The overwhelming word that comes to mind with Emma Donoghue’s Akin is ‘lukewarm,’ which as someone who tries to write down how I feel about the books I’ve read feels unsatisfying. Declare a position! But really, I could neither urge you to read or not read this one. It’s fine. If your book club picks it? Fine. If someone gifts it to you because it was on the bestseller table at the book store? Fine. If you pass over it at the used bookstore because there are seven copies and you’d rather take home [insert anything else] [except Girl on the Train] Fine.

I read it out of curiosity. I’d enjoyed Room  and Akin was getting lots of hype and I’m nothing if not easily persuaded by best-of lists and recommendations. And Akin does have reasons for recommendations: (1) it’s a tight plot – taking place in a little over ten days, it follows octogenarian Noah as he must unexpectedly take over the care for his grand-nephew, Michael, and still journey to his birthplace of Nice to discover the truth about his mother (Noah does, I mean). The focused plot gives the novel a short story-esque feel, and a relative certainty early on for the reader on how things between Michael and Noah are going to turn out. (Cue every plot ever about a troubled teenager and an equally-troubled-but-pretending-to-have-it-all-sorted adult like every teacher-disturbed class movie ever). (2) Michael is a well done character, and the questions he asks and his reactions feel sensible and in line with what his character would say or do.

·····

**Exercise requirements**
Resume the review of Emma Donoghue's Akin from where it stops.

Dataset entries
·····

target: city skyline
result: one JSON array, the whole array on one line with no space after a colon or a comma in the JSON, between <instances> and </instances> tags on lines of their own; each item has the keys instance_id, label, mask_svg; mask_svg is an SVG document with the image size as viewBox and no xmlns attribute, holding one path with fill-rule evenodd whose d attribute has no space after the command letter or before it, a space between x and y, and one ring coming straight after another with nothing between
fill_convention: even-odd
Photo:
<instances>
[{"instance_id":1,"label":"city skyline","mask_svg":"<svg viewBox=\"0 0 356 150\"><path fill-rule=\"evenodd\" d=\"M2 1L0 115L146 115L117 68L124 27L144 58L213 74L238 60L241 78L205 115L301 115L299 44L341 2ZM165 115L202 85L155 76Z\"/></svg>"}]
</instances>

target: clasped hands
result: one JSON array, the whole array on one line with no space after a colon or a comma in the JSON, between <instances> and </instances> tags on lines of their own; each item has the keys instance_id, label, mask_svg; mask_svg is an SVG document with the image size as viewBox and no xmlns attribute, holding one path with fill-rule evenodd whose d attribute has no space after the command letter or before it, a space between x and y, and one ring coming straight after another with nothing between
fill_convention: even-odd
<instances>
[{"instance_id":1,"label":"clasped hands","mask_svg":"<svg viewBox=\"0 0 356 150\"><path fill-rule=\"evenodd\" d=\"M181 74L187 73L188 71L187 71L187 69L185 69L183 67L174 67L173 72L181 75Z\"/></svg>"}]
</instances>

·····

**Answer to the problem**
And then there’s the reasons you could pass this one by: (1) The aforementioned obviousness of the outcome of the Noah-Michael dynamic and the somewhat alarming way in which having children is roughly inserted towards the end of the novel as a prime Purpose for living – an insult to folks who don’t have kids and an unreasonable burden to place on children (2) The entire plot line of investigating the backstory of Noah’s mother reads as both impossibly far-fetched and like a poorly grafted limb onto the main body of the story. Every time the two of them set out to investigate another piece of her backstory I was surprised again to find that the novel seemed to think Noah’s mother and Nazi history was the point of the book or the thematic center. Not so, novel. Figure out what you’re about and be about that. (Curious minds want to know? Themes of judgement, justice and redemption).

Taken together I remain… lukewarm. Convince me otherwise? Or don’t. With this one I really don’t care.